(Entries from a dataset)

§ §

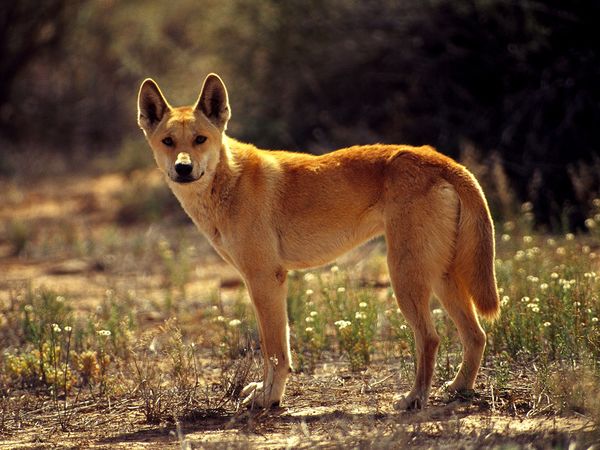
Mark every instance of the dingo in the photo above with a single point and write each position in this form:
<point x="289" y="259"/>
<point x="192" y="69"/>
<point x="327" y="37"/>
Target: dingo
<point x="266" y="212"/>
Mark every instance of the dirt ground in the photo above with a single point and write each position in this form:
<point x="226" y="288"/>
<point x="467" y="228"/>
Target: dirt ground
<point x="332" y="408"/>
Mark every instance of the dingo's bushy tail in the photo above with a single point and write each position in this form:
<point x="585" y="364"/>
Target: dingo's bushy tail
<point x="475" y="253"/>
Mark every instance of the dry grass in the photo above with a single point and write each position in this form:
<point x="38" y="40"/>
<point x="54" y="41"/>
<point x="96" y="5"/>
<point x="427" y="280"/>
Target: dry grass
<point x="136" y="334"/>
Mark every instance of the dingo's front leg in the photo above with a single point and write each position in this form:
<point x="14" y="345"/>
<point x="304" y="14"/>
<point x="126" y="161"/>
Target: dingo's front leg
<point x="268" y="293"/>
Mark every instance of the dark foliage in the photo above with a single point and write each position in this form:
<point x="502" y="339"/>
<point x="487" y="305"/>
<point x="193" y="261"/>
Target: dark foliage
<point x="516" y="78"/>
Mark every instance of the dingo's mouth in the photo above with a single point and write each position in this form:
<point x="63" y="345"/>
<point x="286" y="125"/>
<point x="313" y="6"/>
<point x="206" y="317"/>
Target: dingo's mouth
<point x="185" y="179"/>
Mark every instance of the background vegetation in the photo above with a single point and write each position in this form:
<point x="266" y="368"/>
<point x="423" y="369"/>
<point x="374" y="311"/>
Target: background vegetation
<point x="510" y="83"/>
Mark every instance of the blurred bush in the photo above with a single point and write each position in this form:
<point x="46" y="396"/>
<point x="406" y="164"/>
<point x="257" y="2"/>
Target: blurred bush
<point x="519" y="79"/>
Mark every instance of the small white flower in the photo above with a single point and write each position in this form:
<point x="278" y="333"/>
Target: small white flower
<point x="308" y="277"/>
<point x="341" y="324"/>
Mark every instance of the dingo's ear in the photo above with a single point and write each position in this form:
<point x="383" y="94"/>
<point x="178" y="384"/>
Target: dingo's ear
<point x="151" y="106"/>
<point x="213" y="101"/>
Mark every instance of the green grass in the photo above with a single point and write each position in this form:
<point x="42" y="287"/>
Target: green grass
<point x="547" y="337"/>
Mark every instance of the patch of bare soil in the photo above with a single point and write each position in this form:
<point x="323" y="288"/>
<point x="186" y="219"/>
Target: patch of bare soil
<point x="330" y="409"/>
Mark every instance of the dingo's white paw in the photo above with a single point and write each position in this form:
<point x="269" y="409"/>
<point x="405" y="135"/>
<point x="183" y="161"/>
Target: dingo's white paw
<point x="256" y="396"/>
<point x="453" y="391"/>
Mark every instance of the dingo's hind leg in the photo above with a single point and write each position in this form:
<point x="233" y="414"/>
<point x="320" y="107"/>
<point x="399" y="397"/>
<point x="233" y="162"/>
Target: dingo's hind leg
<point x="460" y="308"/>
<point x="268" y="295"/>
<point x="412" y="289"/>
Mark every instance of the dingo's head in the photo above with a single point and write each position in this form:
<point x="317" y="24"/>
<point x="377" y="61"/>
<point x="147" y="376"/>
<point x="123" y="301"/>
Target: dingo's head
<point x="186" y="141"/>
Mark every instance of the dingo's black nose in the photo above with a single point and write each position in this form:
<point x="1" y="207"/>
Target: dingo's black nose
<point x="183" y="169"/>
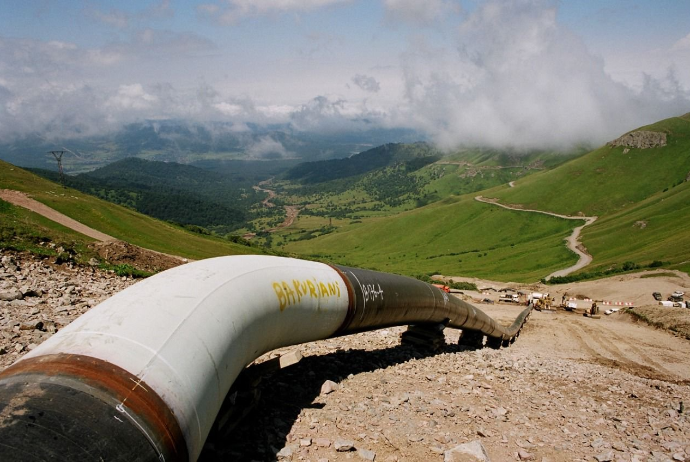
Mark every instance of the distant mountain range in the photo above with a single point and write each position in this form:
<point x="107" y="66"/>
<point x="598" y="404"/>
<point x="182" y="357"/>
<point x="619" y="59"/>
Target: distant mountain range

§ §

EXERCISE PROMPT:
Repeat each record exactly, with the pictures left out.

CORRECT RESULT:
Mark every instance of the dingo in the photo above with a single point and write each position in this form:
<point x="289" y="259"/>
<point x="192" y="69"/>
<point x="327" y="37"/>
Target: dingo
<point x="266" y="212"/>
Mark every instance of the dirt ground in the photo above with a single point and write each position in this form:
<point x="226" y="288"/>
<point x="467" y="228"/>
Target: dirt ground
<point x="332" y="408"/>
Mark every instance of the dingo's bushy tail in the photo above with a single point and write each position in this form:
<point x="585" y="364"/>
Target: dingo's bushy tail
<point x="475" y="253"/>
Mark every instance of the dry grass in the photo above with a single point and write each position in this form:
<point x="38" y="40"/>
<point x="54" y="41"/>
<point x="96" y="5"/>
<point x="427" y="280"/>
Target: dry grass
<point x="136" y="334"/>
Mark every instance of the dingo's front leg in the photo above with a single point and write each position in this form:
<point x="14" y="345"/>
<point x="304" y="14"/>
<point x="126" y="161"/>
Target: dingo's front leg
<point x="268" y="293"/>
Mark every instance of the dark foliage in the photo above with a single point and write each position in this form:
<point x="502" y="339"/>
<point x="487" y="305"/>
<point x="193" y="261"/>
Target: dark foliage
<point x="516" y="78"/>
Mark every instance of the dingo's mouth in the photo above with a single point and write each position in this form:
<point x="63" y="345"/>
<point x="286" y="125"/>
<point x="313" y="6"/>
<point x="206" y="317"/>
Target: dingo's mouth
<point x="185" y="179"/>
Mark every instance of the background vegetation in the photo above with a single point and write each position in this form:
<point x="266" y="368"/>
<point x="423" y="369"/>
<point x="374" y="311"/>
Target: background vegetation
<point x="510" y="83"/>
Mark every instance of the blurred bush in the photo above with a single point and write each position in this form:
<point x="46" y="396"/>
<point x="406" y="164"/>
<point x="257" y="2"/>
Target: blurred bush
<point x="519" y="79"/>
Mark every instance of the small white flower in the photo above with a single point and write each position in this form:
<point x="278" y="333"/>
Target: small white flower
<point x="308" y="277"/>
<point x="341" y="324"/>
Mark every instance of the dingo's ear in the photo above with a single point and write each position in this form:
<point x="383" y="94"/>
<point x="178" y="384"/>
Target: dingo's ear
<point x="151" y="106"/>
<point x="213" y="101"/>
Mark every instance of the green grass in the photo above with a single point and write each position in this form:
<point x="42" y="287"/>
Target: green grass
<point x="547" y="337"/>
Mark every instance of the patch of bare soil in the photo above with a single point and write each position in this form:
<point x="323" y="288"/>
<point x="186" y="219"/>
Target: patch of bare soil
<point x="330" y="409"/>
Mark every instance of the dingo's white paw in the photo above with a single point and write each position in this form:
<point x="269" y="409"/>
<point x="405" y="135"/>
<point x="183" y="161"/>
Target: dingo's white paw
<point x="256" y="396"/>
<point x="453" y="391"/>
Mark every instance of the dingo's hind leg in the photo above with a single point and write each position in this form:
<point x="233" y="414"/>
<point x="320" y="107"/>
<point x="399" y="397"/>
<point x="233" y="162"/>
Target: dingo's hind leg
<point x="460" y="308"/>
<point x="268" y="295"/>
<point x="412" y="289"/>
Mark every instance of the dingo's head in the photo above with a single point and write each position in this form:
<point x="317" y="24"/>
<point x="377" y="61"/>
<point x="147" y="376"/>
<point x="123" y="301"/>
Target: dingo's head
<point x="186" y="141"/>
Mark every instance of the dingo's black nose in the photo above with a single point and write each position in this form:
<point x="1" y="207"/>
Target: dingo's black nose
<point x="183" y="169"/>
Mark every instance of the distant mountain range in the photo above with a single point and write each position in this form:
<point x="107" y="66"/>
<point x="598" y="404"/>
<point x="182" y="357"/>
<point x="619" y="59"/>
Target: distant mountain range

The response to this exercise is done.